### Provided text:
The impact of beauty products on our oceans is coming to light. The beauty industry’s impact, alongside overfishing, plastic packaging pollution and chemical run-off, has led to an increasing concern for our oceans. More than 80% of ocean pollution arises from land-based sources. In 2015, an estimated 150 million tonnes of plastic accumulated in the seas. The amount of plastic trash flowing into the oceans is set to triple by 2040. While plastic packaging is a major focus for beauty brands, the impact of beauty formulas on the ocean is the next step beauty brands can take to make a difference in saving the ocean. 

The health and biodiversity of our oceans is of major concern; the beauty industry is tackling its impact with a new focus on ocean-safe formulations. Discover how your beauty brand can redesign key formulas and become authentically ‘ocean-safe.’

Table of Contents
Sunscreens’ impact on the oceans
Which ingredients have the most negative impact
Microplastics and the ocean
Ocean-friendly sunscreen legislation
The consumer push toward change
Ocean-safe certifications
Alternative sunscreen ingredients
The next step in ocean-safe beauty

yellow background with text ‘not all sunscreens are created equal’

Sunscreens’ impact on the oceans

When it comes to the beauty industry’s impact on the oceans, there is a heavy focus on the sun-care industry. The global sunscreen market is forecast to reach a value of $10.7 billion by 2024, increasing from $8.5 billion in 2019. As much as 14,000 tonnes of sunscreen end up in the oceans yearly, and research highlights that key ingredients damage coral reefs and marine life. 

An increase in coral reef bleaching was observed through the final two decades of the 20th century, with scientists discovering that “chemical compounds in sunscreen products can cause abrupt and complete bleaching of hard corals, even at extremely low concentrations.” 

Corals have a symbiotic relationship with zooxanthellae, microscopic algae that are their primary food source. The algae also give coral its color. When synthetic UV filters in sunscreens enter the ocean, they can stimulate viral infections in the algae, leaving the coral’s tissue bleached and vulnerable. 

While bleached coral is not dead, they are under stress and therefore more susceptible to starvation, disease and mortality.

### Activities:
1 > Please list every section title in the table of contents of the ocean-safe beauty article.
2 > According to the ocean-safe beauty article, how much sunscreen ends up in the oceans each year?
3 > Carry the ocean-safe beauty article forward from its last sentence.

### Listed entries:
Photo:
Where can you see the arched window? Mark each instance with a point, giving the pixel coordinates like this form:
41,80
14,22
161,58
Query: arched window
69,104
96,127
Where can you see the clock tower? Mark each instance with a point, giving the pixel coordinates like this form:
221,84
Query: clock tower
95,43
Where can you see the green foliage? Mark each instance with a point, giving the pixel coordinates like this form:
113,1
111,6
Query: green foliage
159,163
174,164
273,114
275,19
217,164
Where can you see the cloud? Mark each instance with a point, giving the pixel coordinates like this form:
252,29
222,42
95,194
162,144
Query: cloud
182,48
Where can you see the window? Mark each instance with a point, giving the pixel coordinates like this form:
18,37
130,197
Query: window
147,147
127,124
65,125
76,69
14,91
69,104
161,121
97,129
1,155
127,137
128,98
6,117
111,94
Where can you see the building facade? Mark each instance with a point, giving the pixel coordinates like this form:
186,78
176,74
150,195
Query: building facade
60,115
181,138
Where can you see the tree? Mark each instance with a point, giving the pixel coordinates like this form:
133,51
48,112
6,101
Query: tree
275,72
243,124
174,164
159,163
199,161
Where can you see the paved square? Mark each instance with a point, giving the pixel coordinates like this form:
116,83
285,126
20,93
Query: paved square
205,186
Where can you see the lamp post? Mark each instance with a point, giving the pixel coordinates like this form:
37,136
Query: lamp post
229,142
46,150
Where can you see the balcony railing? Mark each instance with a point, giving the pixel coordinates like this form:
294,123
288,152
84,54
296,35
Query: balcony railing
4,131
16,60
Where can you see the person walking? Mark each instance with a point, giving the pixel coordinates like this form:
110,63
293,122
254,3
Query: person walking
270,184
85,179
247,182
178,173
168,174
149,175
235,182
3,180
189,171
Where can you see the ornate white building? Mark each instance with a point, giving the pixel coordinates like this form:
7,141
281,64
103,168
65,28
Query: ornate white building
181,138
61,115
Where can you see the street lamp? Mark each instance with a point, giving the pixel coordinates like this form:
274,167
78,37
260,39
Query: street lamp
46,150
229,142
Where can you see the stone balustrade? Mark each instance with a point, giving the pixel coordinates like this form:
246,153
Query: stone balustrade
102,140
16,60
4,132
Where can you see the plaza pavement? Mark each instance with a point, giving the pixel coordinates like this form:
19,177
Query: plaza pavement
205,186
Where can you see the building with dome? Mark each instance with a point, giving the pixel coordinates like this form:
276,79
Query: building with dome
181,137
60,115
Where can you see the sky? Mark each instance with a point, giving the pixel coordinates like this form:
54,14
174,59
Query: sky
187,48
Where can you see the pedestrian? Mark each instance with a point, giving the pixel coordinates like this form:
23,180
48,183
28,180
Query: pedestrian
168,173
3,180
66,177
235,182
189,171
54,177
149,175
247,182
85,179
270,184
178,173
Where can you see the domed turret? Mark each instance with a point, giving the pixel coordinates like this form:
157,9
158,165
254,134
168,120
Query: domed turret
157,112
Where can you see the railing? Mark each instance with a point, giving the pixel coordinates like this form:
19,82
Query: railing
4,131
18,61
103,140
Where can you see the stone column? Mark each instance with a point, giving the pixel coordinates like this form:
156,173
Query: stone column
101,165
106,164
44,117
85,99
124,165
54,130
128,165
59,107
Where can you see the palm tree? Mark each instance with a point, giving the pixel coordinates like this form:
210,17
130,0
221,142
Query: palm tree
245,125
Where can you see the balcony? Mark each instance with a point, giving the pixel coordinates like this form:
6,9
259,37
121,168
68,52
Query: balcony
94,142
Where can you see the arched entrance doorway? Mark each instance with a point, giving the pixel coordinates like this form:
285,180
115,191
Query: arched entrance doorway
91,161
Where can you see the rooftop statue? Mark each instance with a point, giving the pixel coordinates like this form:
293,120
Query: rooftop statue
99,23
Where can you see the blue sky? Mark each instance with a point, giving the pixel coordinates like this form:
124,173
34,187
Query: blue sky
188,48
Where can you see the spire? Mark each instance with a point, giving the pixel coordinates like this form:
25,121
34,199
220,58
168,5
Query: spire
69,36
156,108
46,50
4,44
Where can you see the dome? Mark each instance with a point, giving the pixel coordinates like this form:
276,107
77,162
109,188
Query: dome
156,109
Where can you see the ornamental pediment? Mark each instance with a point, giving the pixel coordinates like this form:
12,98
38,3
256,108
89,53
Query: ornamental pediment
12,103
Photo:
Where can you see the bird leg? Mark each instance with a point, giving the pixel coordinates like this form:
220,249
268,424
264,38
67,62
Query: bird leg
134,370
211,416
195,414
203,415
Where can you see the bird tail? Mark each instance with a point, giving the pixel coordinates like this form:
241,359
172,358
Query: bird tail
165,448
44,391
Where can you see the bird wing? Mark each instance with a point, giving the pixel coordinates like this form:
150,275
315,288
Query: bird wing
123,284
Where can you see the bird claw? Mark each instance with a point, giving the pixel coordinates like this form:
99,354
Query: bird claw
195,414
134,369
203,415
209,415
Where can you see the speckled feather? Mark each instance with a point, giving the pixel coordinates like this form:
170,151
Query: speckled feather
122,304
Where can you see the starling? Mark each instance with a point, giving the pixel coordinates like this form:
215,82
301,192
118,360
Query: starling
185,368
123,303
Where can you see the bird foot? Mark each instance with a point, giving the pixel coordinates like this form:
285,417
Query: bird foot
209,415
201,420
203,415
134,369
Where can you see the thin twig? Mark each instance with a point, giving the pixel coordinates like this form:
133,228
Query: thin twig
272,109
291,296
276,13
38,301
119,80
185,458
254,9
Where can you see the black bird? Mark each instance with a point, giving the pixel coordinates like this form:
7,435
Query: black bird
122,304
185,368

### Answers for the exercise:
1 >
Sunscreens' impact on the oceans
Which ingredients have the most negative impact
Microplastics and the ocean
Ocean-friendly sunscreen legislation
The consumer push toward change
Ocean-safe certifications
Alternative sunscreen ingredients
The next step in ocean-safe beauty

2 > As much as 14,000 tonnes.

3 >
Why coral reefs are important

Coral reefs are important for several reasons;

  • Protection from coastal erosion
  • Source of food and new medicines 
  • Host more than a quarter of all marine fish species even though they cover less than 0.1% of the ocean floor

Coral reefs have an estimated global value of as much as $36 billion annually due to tourism. Additionally, more than 500 million people worldwide depend on reefs for food, jobs and coastal defense, so their disappearance would have a significant global impact. 

coral reef

Which ingredients have the most negative impact

Several beauty ingredients have been found to harm marine life. While the research behind some claims is established, others remain a cause for debate and need further investigation. 

The two ingredients widely accepted as not ocean-safe are oxybenzone and octinoxate. 

Oxybenzone, also called benzophenone-3, has been found to bleach coral and inhibit the growth of young corals, damaging their DNA. Oxtinoxate, which filters UVB rays, also bleaches coral. Both have been found to “induce feminization in adult male fish and increase reproductive diseases in creatures from sea urchins to parrotfish.”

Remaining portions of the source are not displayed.